External Affairs

‘In Korea, Modi Will Find a Country More Comfortable with India than China’

 

chungPrime Minister Narendra Modi arrives in Seoul on Monday for a two-day visit that is likely to focus on trade and investment but is full of political and strategic significance too. Chung Min Lee is South Korea’s Ambassador for National Security Affairs and has worked as a foreign policy adviser to President Park Geun-hye. A highly regarded scholar, his book on Asia’s strategic faultlines will be published later this year. In an interview he gave me for Rajya Sabha TV, he provided a Korean perspective on Asia’s geopolitics and India’s role in it. Excepts:

Siddharth Varadarajan: In a recent lecture here, you said the talk of the 21st century being Asia’s Century was premature, that Asia’s powers have miles to go before they can claim this century as their own. Why do you say that?

Position annotation records:
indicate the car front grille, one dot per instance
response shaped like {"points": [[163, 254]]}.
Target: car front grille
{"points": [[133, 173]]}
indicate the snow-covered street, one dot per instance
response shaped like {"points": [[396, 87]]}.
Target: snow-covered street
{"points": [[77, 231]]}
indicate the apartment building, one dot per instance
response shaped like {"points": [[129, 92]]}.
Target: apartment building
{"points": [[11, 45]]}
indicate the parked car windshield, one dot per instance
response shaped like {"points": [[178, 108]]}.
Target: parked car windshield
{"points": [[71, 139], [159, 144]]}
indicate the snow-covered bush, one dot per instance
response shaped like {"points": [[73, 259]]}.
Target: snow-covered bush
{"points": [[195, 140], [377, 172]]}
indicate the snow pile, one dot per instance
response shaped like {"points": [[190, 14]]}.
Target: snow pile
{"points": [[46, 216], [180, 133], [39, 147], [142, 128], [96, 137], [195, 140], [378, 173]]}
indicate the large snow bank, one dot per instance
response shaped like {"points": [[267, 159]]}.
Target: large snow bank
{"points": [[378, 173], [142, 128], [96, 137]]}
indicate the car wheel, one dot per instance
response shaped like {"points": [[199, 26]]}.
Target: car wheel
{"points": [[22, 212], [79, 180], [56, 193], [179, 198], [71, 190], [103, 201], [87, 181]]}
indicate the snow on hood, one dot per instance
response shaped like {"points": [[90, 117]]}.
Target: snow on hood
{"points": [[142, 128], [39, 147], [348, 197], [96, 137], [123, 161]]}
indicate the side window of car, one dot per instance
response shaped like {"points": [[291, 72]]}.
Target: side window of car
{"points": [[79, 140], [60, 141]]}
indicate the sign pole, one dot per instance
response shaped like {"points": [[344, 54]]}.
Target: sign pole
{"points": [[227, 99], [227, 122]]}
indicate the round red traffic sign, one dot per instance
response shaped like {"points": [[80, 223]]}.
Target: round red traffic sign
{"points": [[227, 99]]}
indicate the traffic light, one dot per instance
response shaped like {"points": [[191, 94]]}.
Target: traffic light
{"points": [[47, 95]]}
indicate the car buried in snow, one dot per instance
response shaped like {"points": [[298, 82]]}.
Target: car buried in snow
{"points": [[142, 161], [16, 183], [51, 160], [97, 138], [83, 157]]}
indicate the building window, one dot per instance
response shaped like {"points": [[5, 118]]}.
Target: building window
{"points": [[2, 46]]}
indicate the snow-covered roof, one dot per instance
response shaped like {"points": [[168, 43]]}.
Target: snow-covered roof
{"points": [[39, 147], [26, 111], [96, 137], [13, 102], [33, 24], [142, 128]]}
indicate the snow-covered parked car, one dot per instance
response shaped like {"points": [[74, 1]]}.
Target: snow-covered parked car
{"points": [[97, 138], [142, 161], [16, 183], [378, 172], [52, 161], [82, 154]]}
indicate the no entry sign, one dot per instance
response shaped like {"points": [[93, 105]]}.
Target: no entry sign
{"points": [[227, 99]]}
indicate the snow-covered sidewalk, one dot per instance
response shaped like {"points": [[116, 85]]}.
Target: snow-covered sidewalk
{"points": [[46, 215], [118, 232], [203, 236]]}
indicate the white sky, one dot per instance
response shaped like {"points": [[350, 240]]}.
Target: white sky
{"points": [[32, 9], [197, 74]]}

Complete the following:
- a) According to the interview excerpt, what post does Chung Min Lee hold?
- b) Please write out the stretch of the records from the line containing "indicate the white sky, one dot per instance" through the end of the records, changing "white sky" to "overcast sky" and keeping everything else the same. Return only those lines.

Outputs by task:
- a) He is South Korea's Ambassador for National Security Affairs.

- b)
indicate the overcast sky, one dot per instance
response shaped like {"points": [[350, 240]]}.
Target: overcast sky
{"points": [[32, 9], [197, 74]]}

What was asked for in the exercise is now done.